- ASSIGNMENT: Copy exactly, and only, the lines from the line containing "Where can you spot the evergreen" through the last line of the records below, both included.

- DATA TO EXAMINE:

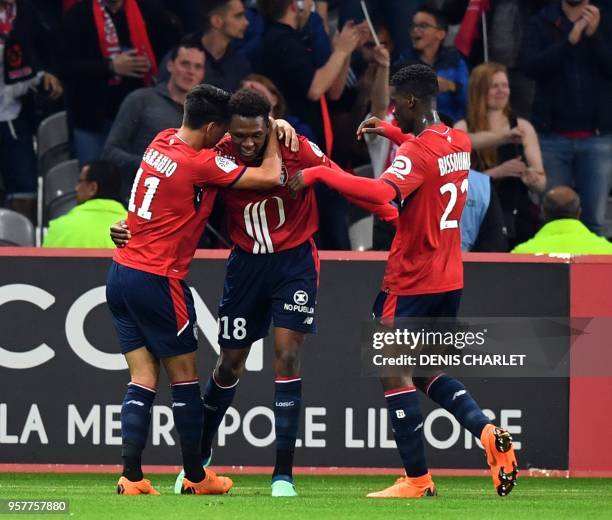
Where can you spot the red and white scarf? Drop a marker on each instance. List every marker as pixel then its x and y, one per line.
pixel 6 21
pixel 109 41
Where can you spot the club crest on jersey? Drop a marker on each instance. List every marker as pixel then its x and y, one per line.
pixel 315 149
pixel 227 165
pixel 284 175
pixel 401 167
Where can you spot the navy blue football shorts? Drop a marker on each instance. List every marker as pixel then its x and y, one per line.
pixel 260 288
pixel 389 307
pixel 151 311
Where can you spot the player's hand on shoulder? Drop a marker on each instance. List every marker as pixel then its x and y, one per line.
pixel 287 135
pixel 296 183
pixel 372 125
pixel 120 233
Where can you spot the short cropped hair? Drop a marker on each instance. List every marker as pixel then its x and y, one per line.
pixel 205 104
pixel 108 178
pixel 420 81
pixel 249 103
pixel 437 15
pixel 209 9
pixel 273 9
pixel 188 42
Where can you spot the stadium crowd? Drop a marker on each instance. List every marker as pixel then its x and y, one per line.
pixel 531 85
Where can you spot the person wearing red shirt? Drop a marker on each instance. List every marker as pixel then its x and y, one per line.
pixel 151 306
pixel 272 276
pixel 424 276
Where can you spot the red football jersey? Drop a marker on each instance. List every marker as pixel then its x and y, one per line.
pixel 262 222
pixel 430 175
pixel 172 197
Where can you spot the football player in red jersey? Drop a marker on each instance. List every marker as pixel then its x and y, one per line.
pixel 151 306
pixel 272 275
pixel 424 274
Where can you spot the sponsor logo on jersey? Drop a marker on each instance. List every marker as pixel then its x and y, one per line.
pixel 454 162
pixel 304 309
pixel 300 297
pixel 315 149
pixel 401 167
pixel 159 162
pixel 225 164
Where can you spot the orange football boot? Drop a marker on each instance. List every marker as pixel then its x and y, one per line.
pixel 500 457
pixel 408 487
pixel 142 487
pixel 211 485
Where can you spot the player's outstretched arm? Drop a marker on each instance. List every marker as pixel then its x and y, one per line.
pixel 376 191
pixel 376 126
pixel 120 233
pixel 385 212
pixel 268 175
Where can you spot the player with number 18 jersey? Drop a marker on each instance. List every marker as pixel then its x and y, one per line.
pixel 171 200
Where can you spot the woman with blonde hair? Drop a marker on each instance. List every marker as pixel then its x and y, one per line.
pixel 506 148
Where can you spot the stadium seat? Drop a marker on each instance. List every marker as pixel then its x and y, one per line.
pixel 53 145
pixel 58 194
pixel 15 229
pixel 53 148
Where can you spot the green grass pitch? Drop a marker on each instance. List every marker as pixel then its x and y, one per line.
pixel 334 497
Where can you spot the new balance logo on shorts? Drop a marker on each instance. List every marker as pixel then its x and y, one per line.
pixel 301 299
pixel 459 394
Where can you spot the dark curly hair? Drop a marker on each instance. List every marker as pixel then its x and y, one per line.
pixel 420 81
pixel 248 103
pixel 205 104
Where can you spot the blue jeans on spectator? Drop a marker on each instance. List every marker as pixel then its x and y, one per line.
pixel 17 158
pixel 396 13
pixel 586 165
pixel 88 145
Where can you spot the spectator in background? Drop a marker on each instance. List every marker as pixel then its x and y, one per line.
pixel 277 101
pixel 111 47
pixel 563 231
pixel 427 33
pixel 568 52
pixel 98 207
pixel 396 13
pixel 483 229
pixel 506 148
pixel 26 63
pixel 224 22
pixel 381 150
pixel 147 111
pixel 288 62
pixel 507 22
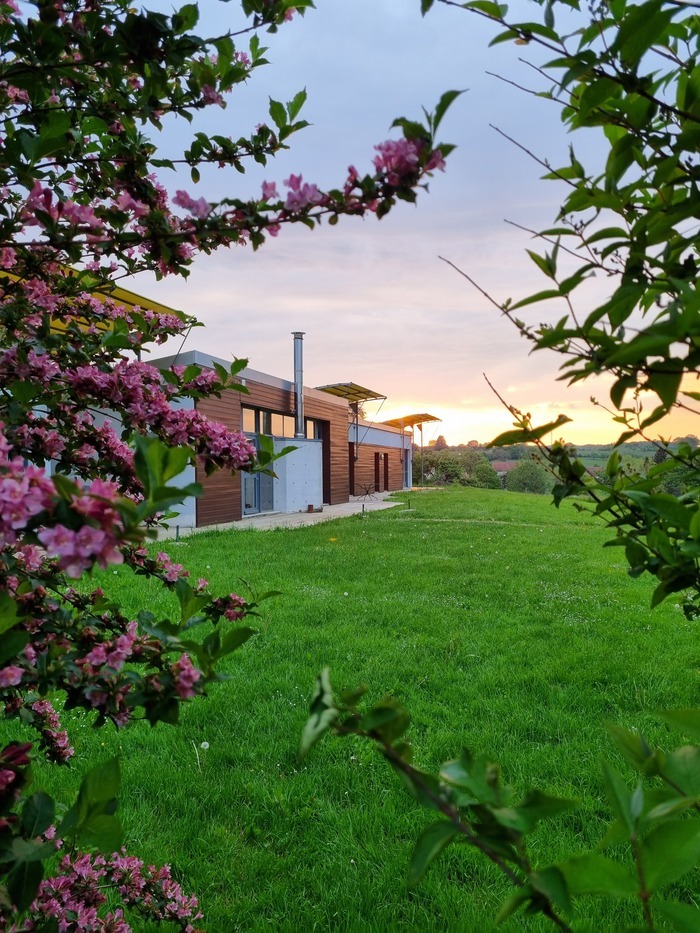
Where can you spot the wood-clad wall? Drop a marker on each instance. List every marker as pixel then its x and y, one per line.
pixel 336 451
pixel 221 499
pixel 365 468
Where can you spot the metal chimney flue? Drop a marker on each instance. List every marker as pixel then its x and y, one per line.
pixel 299 382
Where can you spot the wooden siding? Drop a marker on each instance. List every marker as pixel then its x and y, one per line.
pixel 221 498
pixel 336 449
pixel 364 469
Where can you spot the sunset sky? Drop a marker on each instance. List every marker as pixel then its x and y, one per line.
pixel 376 302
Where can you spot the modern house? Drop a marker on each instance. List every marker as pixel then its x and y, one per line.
pixel 337 455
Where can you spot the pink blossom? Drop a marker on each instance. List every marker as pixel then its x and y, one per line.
pixel 185 676
pixel 211 96
pixel 200 208
pixel 10 676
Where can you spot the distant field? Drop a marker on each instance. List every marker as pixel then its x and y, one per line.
pixel 499 621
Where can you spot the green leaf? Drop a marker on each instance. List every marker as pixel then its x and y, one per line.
pixel 8 613
pixel 295 105
pixel 429 845
pixel 101 831
pixel 669 851
pixel 11 643
pixel 635 749
pixel 551 883
pixel 682 767
pixel 323 713
pixel 619 796
pixel 446 100
pixel 593 873
pixel 37 814
pixel 278 114
pixel 522 895
pixel 101 784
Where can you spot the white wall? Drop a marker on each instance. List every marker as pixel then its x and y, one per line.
pixel 299 482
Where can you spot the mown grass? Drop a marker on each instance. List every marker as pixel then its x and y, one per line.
pixel 500 622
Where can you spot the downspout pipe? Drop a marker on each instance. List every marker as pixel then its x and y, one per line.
pixel 299 383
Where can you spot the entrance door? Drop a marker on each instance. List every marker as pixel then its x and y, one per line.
pixel 257 490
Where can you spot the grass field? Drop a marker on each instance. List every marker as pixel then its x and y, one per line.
pixel 500 622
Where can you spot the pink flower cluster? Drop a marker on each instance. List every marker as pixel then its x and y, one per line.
pixel 171 571
pixel 74 897
pixel 185 676
pixel 231 607
pixel 96 542
pixel 53 738
pixel 25 492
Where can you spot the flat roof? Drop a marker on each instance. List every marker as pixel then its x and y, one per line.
pixel 351 392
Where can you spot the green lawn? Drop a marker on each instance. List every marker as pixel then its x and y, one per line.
pixel 501 624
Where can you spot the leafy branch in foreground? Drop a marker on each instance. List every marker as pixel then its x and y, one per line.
pixel 632 71
pixel 653 843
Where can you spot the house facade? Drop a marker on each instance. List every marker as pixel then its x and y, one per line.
pixel 336 456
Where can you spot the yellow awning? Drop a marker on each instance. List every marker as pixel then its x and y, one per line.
pixel 410 421
pixel 117 294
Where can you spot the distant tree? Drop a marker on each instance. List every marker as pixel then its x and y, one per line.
pixel 529 476
pixel 483 476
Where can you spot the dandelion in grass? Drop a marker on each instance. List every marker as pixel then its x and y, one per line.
pixel 204 746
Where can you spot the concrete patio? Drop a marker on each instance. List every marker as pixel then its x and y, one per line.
pixel 266 521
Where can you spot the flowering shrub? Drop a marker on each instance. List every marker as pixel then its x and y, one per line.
pixel 92 439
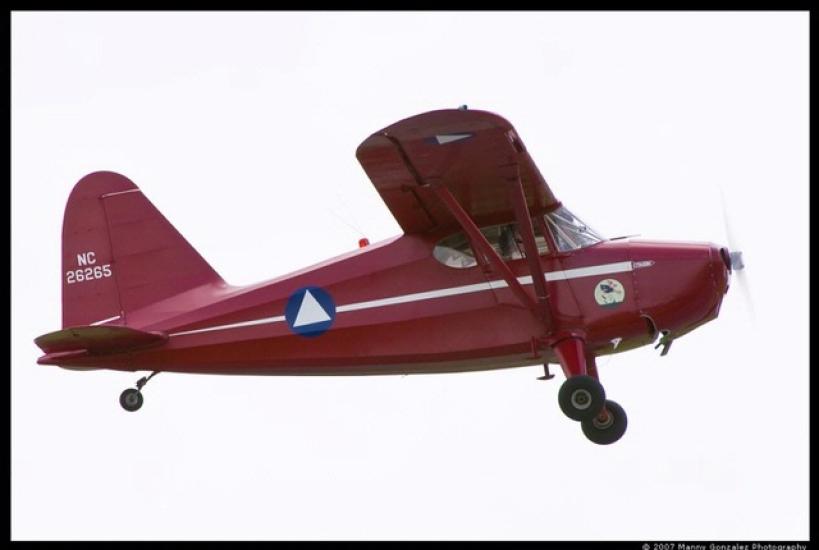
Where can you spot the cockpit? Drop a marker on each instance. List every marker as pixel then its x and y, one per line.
pixel 568 233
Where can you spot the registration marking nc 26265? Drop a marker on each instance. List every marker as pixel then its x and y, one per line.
pixel 87 270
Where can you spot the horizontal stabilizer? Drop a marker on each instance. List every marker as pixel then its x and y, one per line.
pixel 97 340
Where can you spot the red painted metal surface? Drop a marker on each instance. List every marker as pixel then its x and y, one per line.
pixel 396 309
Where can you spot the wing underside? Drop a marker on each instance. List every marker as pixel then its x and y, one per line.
pixel 474 154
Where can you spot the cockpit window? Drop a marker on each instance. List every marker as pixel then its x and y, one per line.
pixel 456 251
pixel 569 231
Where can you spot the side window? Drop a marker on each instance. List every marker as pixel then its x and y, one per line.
pixel 455 250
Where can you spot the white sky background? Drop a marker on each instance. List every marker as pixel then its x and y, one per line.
pixel 242 127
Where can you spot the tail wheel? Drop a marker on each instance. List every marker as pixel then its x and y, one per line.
pixel 608 426
pixel 581 397
pixel 131 399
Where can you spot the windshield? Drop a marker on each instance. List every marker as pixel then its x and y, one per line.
pixel 569 231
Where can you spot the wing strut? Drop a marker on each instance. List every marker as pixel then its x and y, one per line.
pixel 527 232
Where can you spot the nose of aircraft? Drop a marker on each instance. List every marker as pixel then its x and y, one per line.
pixel 723 262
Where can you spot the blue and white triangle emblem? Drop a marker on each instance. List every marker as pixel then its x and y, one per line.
pixel 310 311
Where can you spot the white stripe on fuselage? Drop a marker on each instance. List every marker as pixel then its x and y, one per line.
pixel 604 269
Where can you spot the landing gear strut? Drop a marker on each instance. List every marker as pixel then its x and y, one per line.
pixel 131 399
pixel 582 397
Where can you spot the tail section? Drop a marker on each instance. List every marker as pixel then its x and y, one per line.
pixel 120 253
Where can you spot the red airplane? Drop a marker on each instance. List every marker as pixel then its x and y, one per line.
pixel 492 272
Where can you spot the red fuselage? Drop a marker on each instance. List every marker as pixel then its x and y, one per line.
pixel 399 310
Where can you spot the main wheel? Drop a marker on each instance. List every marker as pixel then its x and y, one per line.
pixel 608 426
pixel 131 399
pixel 581 397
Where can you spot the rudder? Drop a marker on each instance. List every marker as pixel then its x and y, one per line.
pixel 120 253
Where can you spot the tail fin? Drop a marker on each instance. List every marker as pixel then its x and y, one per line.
pixel 120 253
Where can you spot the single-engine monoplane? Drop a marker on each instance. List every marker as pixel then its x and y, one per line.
pixel 492 271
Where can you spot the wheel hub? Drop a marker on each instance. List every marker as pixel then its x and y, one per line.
pixel 603 421
pixel 581 399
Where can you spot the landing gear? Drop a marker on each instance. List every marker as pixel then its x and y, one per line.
pixel 581 397
pixel 608 426
pixel 131 399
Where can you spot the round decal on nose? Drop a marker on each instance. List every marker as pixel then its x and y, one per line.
pixel 609 293
pixel 310 311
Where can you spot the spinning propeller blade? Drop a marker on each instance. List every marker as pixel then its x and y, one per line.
pixel 737 263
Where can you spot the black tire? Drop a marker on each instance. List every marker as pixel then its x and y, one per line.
pixel 581 397
pixel 605 431
pixel 131 399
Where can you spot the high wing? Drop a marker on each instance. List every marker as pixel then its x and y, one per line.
pixel 472 153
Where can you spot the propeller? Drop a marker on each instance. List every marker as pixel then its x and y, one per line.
pixel 737 262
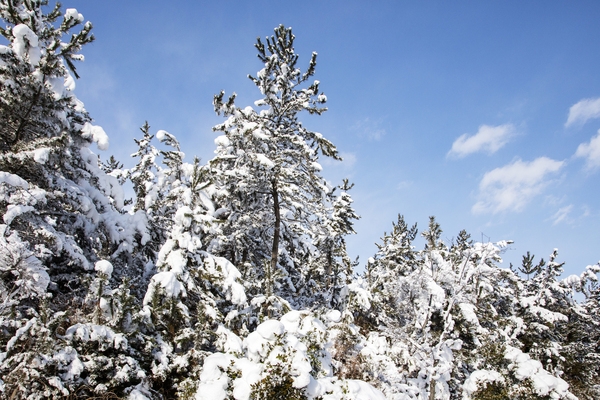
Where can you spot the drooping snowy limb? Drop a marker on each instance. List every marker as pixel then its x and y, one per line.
pixel 287 358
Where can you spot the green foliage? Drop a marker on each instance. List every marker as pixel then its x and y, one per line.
pixel 277 385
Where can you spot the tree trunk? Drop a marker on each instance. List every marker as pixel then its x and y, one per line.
pixel 276 230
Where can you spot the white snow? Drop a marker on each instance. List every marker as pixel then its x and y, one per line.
pixel 13 180
pixel 264 160
pixel 26 43
pixel 72 13
pixel 96 134
pixel 13 211
pixel 104 267
pixel 41 155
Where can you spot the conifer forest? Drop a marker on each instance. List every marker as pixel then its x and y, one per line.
pixel 230 279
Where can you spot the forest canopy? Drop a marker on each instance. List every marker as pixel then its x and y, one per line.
pixel 231 278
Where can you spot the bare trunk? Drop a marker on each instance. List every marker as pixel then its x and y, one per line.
pixel 276 230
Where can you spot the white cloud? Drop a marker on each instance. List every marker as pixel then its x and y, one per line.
pixel 562 214
pixel 511 187
pixel 404 185
pixel 591 152
pixel 583 110
pixel 347 163
pixel 488 138
pixel 348 159
pixel 371 129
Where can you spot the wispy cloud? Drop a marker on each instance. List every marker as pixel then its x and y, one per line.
pixel 562 214
pixel 583 110
pixel 348 159
pixel 591 152
pixel 370 129
pixel 512 187
pixel 404 185
pixel 488 139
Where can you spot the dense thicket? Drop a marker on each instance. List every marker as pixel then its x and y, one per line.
pixel 231 279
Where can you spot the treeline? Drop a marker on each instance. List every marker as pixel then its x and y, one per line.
pixel 231 278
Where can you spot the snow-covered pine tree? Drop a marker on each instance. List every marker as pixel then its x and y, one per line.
pixel 453 330
pixel 266 167
pixel 61 219
pixel 191 292
pixel 334 267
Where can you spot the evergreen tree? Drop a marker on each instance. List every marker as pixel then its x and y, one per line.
pixel 62 220
pixel 268 174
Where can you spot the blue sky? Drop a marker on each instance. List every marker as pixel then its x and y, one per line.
pixel 484 114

- SOLUTION TO THE EXERCISE:
Where can you spot the evergreen tree? Drop a marker on each instance. List every marker as pixel then its x and y, one per line.
pixel 62 220
pixel 268 174
Where can you spot the blue sky? Drop a marker on each instance. List every marker as pixel then its x and y, one per line.
pixel 484 114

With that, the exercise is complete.